WHAT YOU WILL DO
Can you format the records below as a Markdown table with the columns Row and Line? Put each line in its own row, number the rows in order, and leave out any blank lines.
━━━ DATA SHOWN
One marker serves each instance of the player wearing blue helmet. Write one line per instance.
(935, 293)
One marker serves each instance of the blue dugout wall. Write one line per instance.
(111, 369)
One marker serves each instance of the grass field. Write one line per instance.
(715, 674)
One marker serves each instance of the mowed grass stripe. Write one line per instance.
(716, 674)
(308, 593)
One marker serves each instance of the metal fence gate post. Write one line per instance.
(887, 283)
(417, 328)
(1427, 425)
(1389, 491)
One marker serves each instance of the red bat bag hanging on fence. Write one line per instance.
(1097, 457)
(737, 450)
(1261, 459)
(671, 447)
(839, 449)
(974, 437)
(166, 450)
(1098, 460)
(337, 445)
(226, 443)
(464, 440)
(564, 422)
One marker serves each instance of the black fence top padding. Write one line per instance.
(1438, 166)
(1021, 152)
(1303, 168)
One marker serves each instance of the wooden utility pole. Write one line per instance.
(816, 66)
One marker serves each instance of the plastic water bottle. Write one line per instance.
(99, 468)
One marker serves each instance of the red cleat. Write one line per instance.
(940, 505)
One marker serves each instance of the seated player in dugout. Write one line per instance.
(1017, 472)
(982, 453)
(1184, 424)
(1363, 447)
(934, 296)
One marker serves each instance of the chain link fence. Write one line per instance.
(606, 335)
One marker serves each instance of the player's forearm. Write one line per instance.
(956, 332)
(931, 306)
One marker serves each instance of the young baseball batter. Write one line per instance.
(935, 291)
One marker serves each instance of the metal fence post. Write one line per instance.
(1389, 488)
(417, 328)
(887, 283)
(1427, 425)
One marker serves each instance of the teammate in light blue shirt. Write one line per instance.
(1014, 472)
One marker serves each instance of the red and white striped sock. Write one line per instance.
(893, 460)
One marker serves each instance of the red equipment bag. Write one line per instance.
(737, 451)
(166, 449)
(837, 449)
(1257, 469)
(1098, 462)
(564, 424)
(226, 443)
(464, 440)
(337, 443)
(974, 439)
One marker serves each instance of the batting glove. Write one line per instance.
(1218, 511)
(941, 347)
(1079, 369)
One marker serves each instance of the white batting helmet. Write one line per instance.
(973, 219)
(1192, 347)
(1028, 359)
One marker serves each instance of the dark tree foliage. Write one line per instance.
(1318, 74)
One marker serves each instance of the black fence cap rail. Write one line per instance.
━━━━━━
THE OUTPUT
| Row | Line |
|---|---|
| 1 | One marker serves each instance of the player wearing blue helmet. Write one line per instance. |
| 2 | (935, 293) |
| 3 | One marker serves each instance of the blue dugout wall. Write one line per instance. |
| 4 | (111, 369) |
| 5 | One marker serves each instance of the grass field. Write one line per instance. |
| 6 | (715, 674) |
| 7 | One marker serves each instance of the mowed grass stripe. Write one line per instance. |
| 8 | (716, 674) |
| 9 | (308, 593) |
| 10 | One marker serves each instance of the metal fence gate post. Write one line per instance. |
| 11 | (887, 283) |
| 12 | (417, 328) |
| 13 | (1427, 425) |
| 14 | (1389, 491) |
| 15 | One marker serves each instance of the red bat bag hanging on fence. Write one line per instance. |
| 16 | (1097, 457) |
| 17 | (737, 450) |
| 18 | (1261, 459) |
| 19 | (671, 447) |
| 20 | (839, 449) |
| 21 | (974, 437) |
| 22 | (166, 450) |
| 23 | (1098, 460) |
| 24 | (337, 445) |
| 25 | (226, 443) |
| 26 | (464, 440) |
| 27 | (564, 422) |
| 28 | One marker serves each instance of the black fence top padding. Write one line per instance. |
| 29 | (1438, 166) |
| 30 | (1021, 152) |
| 31 | (1303, 168) |
| 32 | One marker serves each instance of the wooden utility pole. Write one line per instance. |
| 33 | (816, 66) |
| 34 | One marker serves each instance of the plastic water bottle. Write one line per instance. |
| 35 | (99, 468) |
| 36 | One marker serves each instance of the red cleat. Write one line per instance. |
| 37 | (940, 505) |
| 38 | One marker serves each instance of the seated player in dugout. Write one line per instance. |
| 39 | (1017, 472) |
| 40 | (982, 453) |
| 41 | (1184, 424) |
| 42 | (1363, 447) |
| 43 | (934, 296) |
| 44 | One marker serves each instance of the chain link fence. Write one line per instance. |
| 45 | (606, 335) |
| 46 | One marker serves each instance of the player's forearm. Write one line per instance. |
| 47 | (956, 332) |
| 48 | (931, 306) |
| 49 | One marker serves each instance of the young baseball batter. Write one line per instance. |
| 50 | (935, 291) |
| 51 | One marker serves each instance of the metal fence post. Write one line per instance. |
| 52 | (1389, 488) |
| 53 | (417, 328) |
| 54 | (887, 283) |
| 55 | (1427, 425) |
| 56 | One marker serves each instance of the teammate in light blue shirt. Write one line per instance. |
| 57 | (1014, 472) |
| 58 | One marker serves each instance of the red and white striped sock. Write one line per instance. |
| 59 | (893, 460) |
| 60 | One marker serves each instance of the red equipment bag. Write one line per instance. |
| 61 | (737, 451) |
| 62 | (166, 449) |
| 63 | (837, 449) |
| 64 | (1257, 469) |
| 65 | (1098, 462) |
| 66 | (564, 424) |
| 67 | (226, 443) |
| 68 | (464, 440) |
| 69 | (337, 443) |
| 70 | (974, 439) |
| 71 | One marker serves each instance of the batting glove. Write one line per instance. |
| 72 | (1218, 511) |
| 73 | (941, 347) |
| 74 | (1079, 369) |
| 75 | One marker serves each instance of the white batting helmet. Write one line per instance. |
| 76 | (973, 219) |
| 77 | (1192, 347) |
| 78 | (1028, 359) |
| 79 | One marker serves each instance of the dark tree foliage. Write one line per instance. |
| 80 | (1318, 74) |
| 81 | One marker serves each instance of the black fence cap rail. Write one line per instance. |